Problem
Pull out every line of the material below that contains the string "eyelid", and copy each one unchanged.

Begin Data lines

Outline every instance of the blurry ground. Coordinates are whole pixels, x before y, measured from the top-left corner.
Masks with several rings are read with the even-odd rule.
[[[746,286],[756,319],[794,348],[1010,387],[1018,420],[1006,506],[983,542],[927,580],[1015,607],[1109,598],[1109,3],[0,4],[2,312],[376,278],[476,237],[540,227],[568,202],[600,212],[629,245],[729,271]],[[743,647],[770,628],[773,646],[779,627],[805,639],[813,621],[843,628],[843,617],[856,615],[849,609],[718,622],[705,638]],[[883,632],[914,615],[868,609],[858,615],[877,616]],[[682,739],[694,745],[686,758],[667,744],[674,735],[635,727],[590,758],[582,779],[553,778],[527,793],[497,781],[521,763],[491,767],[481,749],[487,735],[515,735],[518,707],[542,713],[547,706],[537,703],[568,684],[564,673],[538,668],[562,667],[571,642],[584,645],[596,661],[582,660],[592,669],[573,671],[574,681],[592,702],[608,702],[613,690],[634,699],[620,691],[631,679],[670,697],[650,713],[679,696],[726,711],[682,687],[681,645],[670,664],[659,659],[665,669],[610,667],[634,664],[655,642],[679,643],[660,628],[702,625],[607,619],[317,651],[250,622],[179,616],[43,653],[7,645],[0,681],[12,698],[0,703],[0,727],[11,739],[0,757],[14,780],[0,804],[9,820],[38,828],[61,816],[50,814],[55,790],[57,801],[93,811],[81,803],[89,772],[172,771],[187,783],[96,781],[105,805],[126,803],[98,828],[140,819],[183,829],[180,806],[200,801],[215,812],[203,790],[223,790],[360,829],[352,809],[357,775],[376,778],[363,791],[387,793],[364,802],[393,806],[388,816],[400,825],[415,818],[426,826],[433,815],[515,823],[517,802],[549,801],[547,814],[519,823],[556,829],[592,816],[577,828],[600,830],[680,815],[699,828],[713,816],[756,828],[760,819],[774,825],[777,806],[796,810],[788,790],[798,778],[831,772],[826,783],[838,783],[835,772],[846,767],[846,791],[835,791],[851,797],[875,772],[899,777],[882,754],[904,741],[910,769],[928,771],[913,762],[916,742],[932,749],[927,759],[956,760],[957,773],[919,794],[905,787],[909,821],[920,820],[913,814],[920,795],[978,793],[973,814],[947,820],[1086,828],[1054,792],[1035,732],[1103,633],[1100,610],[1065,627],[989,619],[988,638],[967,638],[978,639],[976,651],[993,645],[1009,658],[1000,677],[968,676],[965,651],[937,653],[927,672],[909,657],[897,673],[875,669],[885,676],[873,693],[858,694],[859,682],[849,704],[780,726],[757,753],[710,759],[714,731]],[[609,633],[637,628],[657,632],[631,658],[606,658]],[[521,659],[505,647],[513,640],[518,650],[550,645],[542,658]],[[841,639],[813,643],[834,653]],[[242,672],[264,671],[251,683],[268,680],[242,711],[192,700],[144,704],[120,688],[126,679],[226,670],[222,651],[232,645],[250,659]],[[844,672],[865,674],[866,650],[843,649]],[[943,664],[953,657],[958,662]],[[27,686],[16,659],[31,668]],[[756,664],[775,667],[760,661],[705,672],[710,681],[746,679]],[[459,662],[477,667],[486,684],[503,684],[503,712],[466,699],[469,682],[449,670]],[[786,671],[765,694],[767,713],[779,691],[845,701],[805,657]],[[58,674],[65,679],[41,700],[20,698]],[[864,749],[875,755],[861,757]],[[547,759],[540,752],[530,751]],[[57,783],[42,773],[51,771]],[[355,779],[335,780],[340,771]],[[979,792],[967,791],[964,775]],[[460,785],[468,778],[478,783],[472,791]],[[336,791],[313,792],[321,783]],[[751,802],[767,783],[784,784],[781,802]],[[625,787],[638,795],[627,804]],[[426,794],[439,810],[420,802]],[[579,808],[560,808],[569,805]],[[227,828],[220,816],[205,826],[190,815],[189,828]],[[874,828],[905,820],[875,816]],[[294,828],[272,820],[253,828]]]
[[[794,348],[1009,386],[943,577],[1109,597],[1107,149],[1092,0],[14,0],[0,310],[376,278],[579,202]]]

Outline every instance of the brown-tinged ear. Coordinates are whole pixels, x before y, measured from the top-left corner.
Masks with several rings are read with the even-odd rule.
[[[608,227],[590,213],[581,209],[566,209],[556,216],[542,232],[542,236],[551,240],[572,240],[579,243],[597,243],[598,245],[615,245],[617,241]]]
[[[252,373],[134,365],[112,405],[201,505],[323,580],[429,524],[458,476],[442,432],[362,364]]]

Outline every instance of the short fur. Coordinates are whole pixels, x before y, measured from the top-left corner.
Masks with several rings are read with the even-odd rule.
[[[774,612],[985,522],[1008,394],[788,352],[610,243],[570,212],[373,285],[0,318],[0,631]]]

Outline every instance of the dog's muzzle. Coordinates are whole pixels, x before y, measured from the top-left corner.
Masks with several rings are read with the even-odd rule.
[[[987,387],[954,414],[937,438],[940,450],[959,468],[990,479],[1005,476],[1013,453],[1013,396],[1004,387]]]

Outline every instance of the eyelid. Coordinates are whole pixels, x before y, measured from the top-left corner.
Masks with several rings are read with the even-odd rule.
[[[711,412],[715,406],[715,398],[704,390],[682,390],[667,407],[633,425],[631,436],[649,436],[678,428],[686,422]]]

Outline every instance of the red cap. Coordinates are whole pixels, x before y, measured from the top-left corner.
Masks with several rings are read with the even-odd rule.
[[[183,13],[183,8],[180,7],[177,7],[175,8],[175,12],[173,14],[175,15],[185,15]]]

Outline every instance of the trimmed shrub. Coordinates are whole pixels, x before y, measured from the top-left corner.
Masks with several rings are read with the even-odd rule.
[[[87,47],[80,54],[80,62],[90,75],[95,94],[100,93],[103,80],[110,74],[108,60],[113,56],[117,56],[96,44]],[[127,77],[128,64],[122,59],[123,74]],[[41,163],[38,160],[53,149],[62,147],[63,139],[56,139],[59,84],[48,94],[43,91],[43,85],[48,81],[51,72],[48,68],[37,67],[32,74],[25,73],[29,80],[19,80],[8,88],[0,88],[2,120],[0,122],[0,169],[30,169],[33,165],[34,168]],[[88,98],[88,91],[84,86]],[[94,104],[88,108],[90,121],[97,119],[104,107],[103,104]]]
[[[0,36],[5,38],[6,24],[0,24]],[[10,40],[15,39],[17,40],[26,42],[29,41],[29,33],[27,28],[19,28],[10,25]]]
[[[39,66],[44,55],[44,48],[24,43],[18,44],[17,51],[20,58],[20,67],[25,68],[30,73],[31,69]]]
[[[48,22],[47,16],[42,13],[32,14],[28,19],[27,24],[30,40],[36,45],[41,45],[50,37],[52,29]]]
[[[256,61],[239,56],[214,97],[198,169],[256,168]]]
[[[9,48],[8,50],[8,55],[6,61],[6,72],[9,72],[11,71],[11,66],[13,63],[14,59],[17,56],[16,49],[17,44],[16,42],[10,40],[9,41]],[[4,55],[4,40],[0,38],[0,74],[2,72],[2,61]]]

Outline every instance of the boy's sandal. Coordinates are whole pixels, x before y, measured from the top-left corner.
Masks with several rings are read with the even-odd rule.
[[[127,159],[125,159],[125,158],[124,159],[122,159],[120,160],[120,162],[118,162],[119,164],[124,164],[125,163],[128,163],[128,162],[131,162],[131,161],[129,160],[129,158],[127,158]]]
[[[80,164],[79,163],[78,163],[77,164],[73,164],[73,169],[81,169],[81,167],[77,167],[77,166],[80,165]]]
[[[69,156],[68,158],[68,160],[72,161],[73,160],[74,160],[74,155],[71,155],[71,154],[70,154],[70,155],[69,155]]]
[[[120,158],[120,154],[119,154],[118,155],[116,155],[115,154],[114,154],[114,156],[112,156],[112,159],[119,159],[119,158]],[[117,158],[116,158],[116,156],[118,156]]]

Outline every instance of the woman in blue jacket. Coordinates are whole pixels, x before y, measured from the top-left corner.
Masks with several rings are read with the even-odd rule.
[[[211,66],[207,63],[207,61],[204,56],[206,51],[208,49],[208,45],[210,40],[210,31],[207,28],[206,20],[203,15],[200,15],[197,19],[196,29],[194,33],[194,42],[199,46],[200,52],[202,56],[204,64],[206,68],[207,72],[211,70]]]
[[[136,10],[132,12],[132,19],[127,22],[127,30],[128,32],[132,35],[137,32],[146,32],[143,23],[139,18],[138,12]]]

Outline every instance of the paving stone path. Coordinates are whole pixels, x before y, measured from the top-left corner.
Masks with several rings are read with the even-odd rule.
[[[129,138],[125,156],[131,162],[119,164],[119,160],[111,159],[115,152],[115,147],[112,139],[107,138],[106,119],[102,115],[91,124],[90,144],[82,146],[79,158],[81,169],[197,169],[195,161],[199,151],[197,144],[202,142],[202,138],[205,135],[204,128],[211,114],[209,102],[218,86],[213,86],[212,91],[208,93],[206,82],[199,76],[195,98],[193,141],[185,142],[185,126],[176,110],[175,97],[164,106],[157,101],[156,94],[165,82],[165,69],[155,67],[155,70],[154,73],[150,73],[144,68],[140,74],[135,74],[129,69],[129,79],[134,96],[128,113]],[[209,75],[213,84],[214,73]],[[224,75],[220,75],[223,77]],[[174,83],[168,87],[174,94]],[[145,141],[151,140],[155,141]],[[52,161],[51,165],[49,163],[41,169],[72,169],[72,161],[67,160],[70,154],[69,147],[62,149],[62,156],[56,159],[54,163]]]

End Data lines

The solution
Outline every instance of the eyelid. Coordinates are whole pixels, x before y, measured from the top-left corner.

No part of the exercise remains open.